Textabschnitt →
──────────────────────────────

Robin Resch: „Ein Unternehmen ist wie ein Gesamtkunstwerk“
Foto: © Jens Thomas

Dieser Mann arbeitet, arbeitet, arbeitet: Robin Resch. Mal initiiert er Projekte wie Labour Games und entwickelt Spiele für die moderne Arbeitswelt. Mal gründet er ein Unternehmen wie coGalleries und vermittelt zwischen Kunstinteressierten, Sammlern und Künstlern. Robins Mission: Kunst und Ökonomie zu verzahnen, damit Künstler daran verdienen. Wir haben den arbeitsumtriebigen Kulturunternehmer in seinem Atelier in Berlin-Lichtenberg besucht und wollen wissen: Wie macht er das?
 

 INTERVIEW JENS THOMAS

 

CCB Magazin: Hallo Robin, schön hast du es hier. Erzähl mal, du bist Mitbegründer von coGalleries. Was ist coGalleries?

──────────────────────────────

Gespeicherte Daten →
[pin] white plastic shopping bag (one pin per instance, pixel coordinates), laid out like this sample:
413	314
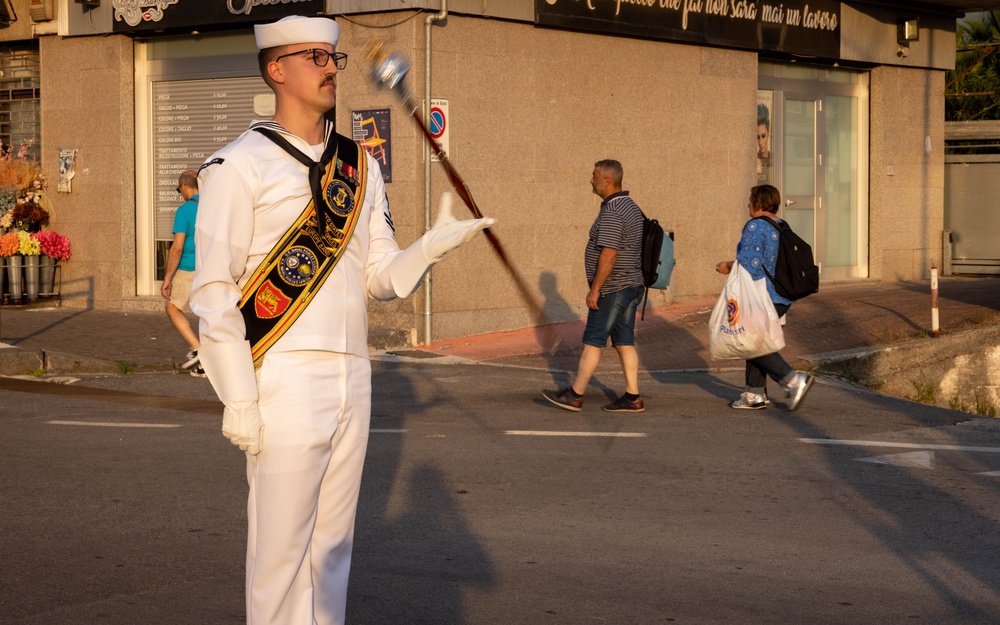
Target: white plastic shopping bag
744	323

──────────────────────────────

Anweisungen →
1. In welchem Berliner Stadtteil hat Robin Resch laut Textabschnitt sein Atelier?
2. Entnimm dem Textabschnitt den Wortlaut zwischen „Robin Resch: „Ein“ und „Was ist coGalleries?“, beide eingeschlossen.

Lösungen je Aufgabe →
1. In Berlin-Lichtenberg.

2.
Robin Resch: „Ein Unternehmen ist wie ein Gesamtkunstwerk“
Foto: © Jens Thomas

Dieser Mann arbeitet, arbeitet, arbeitet: Robin Resch. Mal initiiert er Projekte wie Labour Games und entwickelt Spiele für die moderne Arbeitswelt. Mal gründet er ein Unternehmen wie coGalleries und vermittelt zwischen Kunstinteressierten, Sammlern und Künstlern. Robins Mission: Kunst und Ökonomie zu verzahnen, damit Künstler daran verdienen. Wir haben den arbeitsumtriebigen Kulturunternehmer in seinem Atelier in Berlin-Lichtenberg besucht und wollen wissen: Wie macht er das?
 

 INTERVIEW JENS THOMAS

 

CCB Magazin: Hallo Robin, schön hast du es hier. Erzähl mal, du bist Mitbegründer von coGalleries. Was ist coGalleries?